Problème posé A:
Recopiez sans rien changer le passage de l'article qui s'ouvre sur les mots contenant « Il fut un temps » et se clôt sur « des ordures ménagères. ».
---*---
Il fut un temps où la question de la compétence du juge administratif ne dépendait que du lien du litige avec un service public (TC, 08/02/1873, Blanco). Cette simplicité devait, cependant, s’évaporer lorsque le juge des conflits distingua les services publics administratifs (SPA), majoritairement soumis au droit administratif et à la compétence du juge administratif, et les services publics industriels et commerciaux (SPIC), principalement soumis au droit privé et à la compétence du juge judicaire (TC, 22/01/1921, So. commerciale de l’Ouest africain, dit Bac d’Eloka). Depuis lors, se pose, sans relâche, la question des modalités d’identification de ces services. C’est cette problématique qu’aborde le Conseil d’Etat, en l’espèce, à propos du service public d’enlèvement des ordures ménagères.
Dans cette affaire, la commune de Sarre-Union a émis à l’encontre de la SARL Hofmiller un commandement de payer le montant de la redevance d’enlèvement des ordures ménagères pour l’année 1984, ainsi qu’un état exécutoire concernant la même redevance au titre de 1985. La société a contesté ces décisions devant le Tribunal administratif de Strasbourg qui a rejeté son recours le 11/07/1989. Un appel a été interjeté devant le Cour administrative d’appel de Nancy. Cette dernière a considéré que la requête déposée par la société posait « une question de droit nouvelle présentant une difficulté sérieuse et se posant dans de nombreux litiges ». Elle a donc décidé de surseoir à statuer et de transmettre l’affaire au Conseil d’Etat pour avis. Il s’agit, là, de la procédure instituée par l’article 12 de la loi du 31/12/1987 portant réforme du contentieux administratif : elle permet aux juridictions subordonnées de demander au Conseil d’Etat de se prononcer, par anticipation, sur des questions délicates et susceptibles de se poser dans de nombreux cas, sans avoir à attendre que le recours ait été porté devant lui par la voie de la cassation. Le but n’est, alors, que d’accroître l’efficacité de la justice administrative.
---*---
Problème posé B:
Comptez les lignes des enregistrements ci-dessous où figure la chaîne « woman », en tenant compte de la casse, et donnez ce nombre seul.

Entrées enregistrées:
---*---
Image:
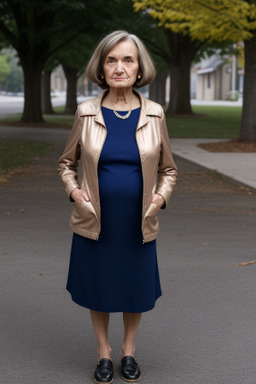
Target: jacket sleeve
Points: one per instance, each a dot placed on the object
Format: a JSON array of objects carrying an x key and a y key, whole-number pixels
[
  {"x": 68, "y": 162},
  {"x": 167, "y": 169}
]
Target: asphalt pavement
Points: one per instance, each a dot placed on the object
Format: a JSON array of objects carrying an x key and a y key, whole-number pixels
[{"x": 202, "y": 330}]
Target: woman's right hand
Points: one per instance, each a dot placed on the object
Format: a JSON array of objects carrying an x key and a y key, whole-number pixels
[{"x": 79, "y": 195}]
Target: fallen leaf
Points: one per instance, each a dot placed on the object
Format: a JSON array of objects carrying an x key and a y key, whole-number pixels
[{"x": 248, "y": 263}]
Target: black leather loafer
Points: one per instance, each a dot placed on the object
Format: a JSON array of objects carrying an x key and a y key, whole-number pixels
[
  {"x": 104, "y": 372},
  {"x": 130, "y": 369}
]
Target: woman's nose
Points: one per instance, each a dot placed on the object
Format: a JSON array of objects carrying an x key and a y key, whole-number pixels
[{"x": 119, "y": 66}]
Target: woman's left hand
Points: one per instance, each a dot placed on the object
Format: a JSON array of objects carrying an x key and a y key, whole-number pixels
[{"x": 158, "y": 199}]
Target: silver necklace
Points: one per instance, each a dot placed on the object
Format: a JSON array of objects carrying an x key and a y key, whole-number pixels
[{"x": 121, "y": 116}]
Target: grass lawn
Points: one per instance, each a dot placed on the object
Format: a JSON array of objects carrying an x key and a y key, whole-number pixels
[
  {"x": 14, "y": 154},
  {"x": 208, "y": 122}
]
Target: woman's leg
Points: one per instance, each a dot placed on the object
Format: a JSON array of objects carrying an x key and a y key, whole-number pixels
[
  {"x": 100, "y": 321},
  {"x": 131, "y": 325}
]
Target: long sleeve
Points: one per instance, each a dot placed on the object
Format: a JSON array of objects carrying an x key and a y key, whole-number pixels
[
  {"x": 68, "y": 162},
  {"x": 167, "y": 169}
]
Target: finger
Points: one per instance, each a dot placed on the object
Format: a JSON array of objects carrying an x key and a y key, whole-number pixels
[
  {"x": 85, "y": 196},
  {"x": 155, "y": 198}
]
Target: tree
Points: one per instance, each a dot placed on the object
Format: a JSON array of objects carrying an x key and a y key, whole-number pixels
[
  {"x": 4, "y": 69},
  {"x": 216, "y": 20},
  {"x": 14, "y": 81},
  {"x": 31, "y": 27}
]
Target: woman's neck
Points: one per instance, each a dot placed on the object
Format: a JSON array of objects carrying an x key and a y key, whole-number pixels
[{"x": 121, "y": 99}]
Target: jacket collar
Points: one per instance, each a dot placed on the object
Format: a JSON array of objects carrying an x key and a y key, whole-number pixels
[{"x": 92, "y": 107}]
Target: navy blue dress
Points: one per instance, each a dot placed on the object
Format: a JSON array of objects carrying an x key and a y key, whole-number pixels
[{"x": 117, "y": 273}]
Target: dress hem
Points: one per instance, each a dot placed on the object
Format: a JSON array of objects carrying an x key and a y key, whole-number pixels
[{"x": 112, "y": 311}]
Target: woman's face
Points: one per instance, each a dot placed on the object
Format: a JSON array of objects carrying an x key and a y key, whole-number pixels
[{"x": 121, "y": 65}]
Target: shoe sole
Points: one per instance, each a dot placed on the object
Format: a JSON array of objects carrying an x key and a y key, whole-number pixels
[
  {"x": 103, "y": 382},
  {"x": 131, "y": 381}
]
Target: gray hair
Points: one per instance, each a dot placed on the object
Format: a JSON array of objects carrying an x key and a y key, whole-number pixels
[{"x": 94, "y": 69}]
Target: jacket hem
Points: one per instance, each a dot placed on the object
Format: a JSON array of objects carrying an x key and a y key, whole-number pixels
[
  {"x": 84, "y": 232},
  {"x": 150, "y": 237}
]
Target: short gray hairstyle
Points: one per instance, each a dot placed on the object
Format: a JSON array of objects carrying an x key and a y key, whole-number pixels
[{"x": 94, "y": 69}]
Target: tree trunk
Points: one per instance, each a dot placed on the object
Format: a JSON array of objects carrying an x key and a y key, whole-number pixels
[
  {"x": 183, "y": 50},
  {"x": 46, "y": 93},
  {"x": 32, "y": 111},
  {"x": 179, "y": 102},
  {"x": 248, "y": 125},
  {"x": 71, "y": 101},
  {"x": 157, "y": 89}
]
---*---
Réponse complète A:
Il fut un temps où la question de la compétence du juge administratif ne dépendait que du lien du litige avec un service public (TC, 08/02/1873, Blanco). Cette simplicité devait, cependant, s’évaporer lorsque le juge des conflits distingua les services publics administratifs (SPA), majoritairement soumis au droit administratif et à la compétence du juge administratif, et les services publics industriels et commerciaux (SPIC), principalement soumis au droit privé et à la compétence du juge judicaire (TC, 22/01/1921, So. commerciale de l’Ouest africain, dit Bac d’Eloka). Depuis lors, se pose, sans relâche, la question des modalités d’identification de ces services. C’est cette problématique qu’aborde le Conseil d’Etat, en l’espèce, à propos du service public d’enlèvement des ordures ménagères.

Réponse complète B:
6